■ **Goal**
Render the following material again verbatim, leaving nothing out.

■ **Data supplied**

-*-

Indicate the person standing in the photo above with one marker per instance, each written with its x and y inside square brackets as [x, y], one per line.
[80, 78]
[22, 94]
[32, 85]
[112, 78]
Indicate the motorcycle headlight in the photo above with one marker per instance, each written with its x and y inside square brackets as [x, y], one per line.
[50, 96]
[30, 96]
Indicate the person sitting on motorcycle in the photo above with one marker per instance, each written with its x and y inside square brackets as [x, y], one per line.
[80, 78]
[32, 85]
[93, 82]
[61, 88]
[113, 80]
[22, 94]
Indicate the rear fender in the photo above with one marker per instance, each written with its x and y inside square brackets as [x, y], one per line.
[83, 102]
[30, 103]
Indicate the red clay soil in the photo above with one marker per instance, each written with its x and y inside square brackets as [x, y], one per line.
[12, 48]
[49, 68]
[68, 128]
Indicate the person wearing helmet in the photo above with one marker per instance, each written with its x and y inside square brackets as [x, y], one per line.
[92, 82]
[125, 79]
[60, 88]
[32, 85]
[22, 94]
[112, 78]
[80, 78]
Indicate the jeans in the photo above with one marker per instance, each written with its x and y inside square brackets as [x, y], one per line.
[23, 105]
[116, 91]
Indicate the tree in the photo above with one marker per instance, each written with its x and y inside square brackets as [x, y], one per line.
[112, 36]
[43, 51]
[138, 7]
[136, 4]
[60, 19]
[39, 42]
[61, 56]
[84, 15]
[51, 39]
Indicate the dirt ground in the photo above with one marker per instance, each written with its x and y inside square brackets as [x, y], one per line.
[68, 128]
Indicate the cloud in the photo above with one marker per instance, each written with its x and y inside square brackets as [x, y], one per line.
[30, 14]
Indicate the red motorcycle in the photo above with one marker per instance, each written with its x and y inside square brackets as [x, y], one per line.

-*-

■ **Output of the exercise**
Indicate the person standing in the photo above with one marker per instance, each written with its x and y inside square brackets as [x, y], one per line.
[80, 78]
[22, 94]
[32, 85]
[112, 78]
Indicate the motorcycle headlight in the photo above with one marker per instance, each written with its x and y inside square brackets as [x, y], one per line.
[50, 96]
[30, 96]
Indicate the person sitting on motorcycle in the photo above with one marker per instance, each written with its x and y inside square brackets as [x, y], one per line.
[80, 78]
[32, 85]
[93, 82]
[61, 88]
[113, 80]
[22, 94]
Indicate the rear fender in the photo above with one marker per instance, each written with its x and y inside square brackets as [x, y], one per line.
[83, 102]
[30, 103]
Indicate the red clay soil in the photo above with one marker per instance, each written with its x and y inside square brackets as [x, y], one per line.
[12, 48]
[49, 68]
[68, 128]
Indicate the person wearing helmet in the photo above with one marker per instance, each written with its x and y inside square brackets as [x, y], one per line.
[92, 82]
[125, 79]
[60, 88]
[32, 85]
[22, 94]
[112, 78]
[80, 78]
Indicate the jeans in the photo above with one marker per instance, each written with its x and y inside square brackets as [x, y], one per line.
[23, 105]
[116, 91]
Indicate the tree in the photo above with one marker per instance, each written with its x and y inside square brackets as [x, y], one per line.
[112, 36]
[43, 51]
[138, 7]
[136, 4]
[60, 19]
[39, 42]
[61, 56]
[84, 15]
[51, 39]
Indicate the dirt ground in the photo above with one marker per instance, each written with its x and y inside square brackets as [x, y], one per line.
[68, 128]
Indicate the cloud in the photo above with one marker per instance, each written with its x and y inside square brackets as [x, y], one per line.
[30, 14]
Indicate the red motorcycle in the photo above with one marker per instance, each written with its x and y inside square brackets as [x, y], one per line.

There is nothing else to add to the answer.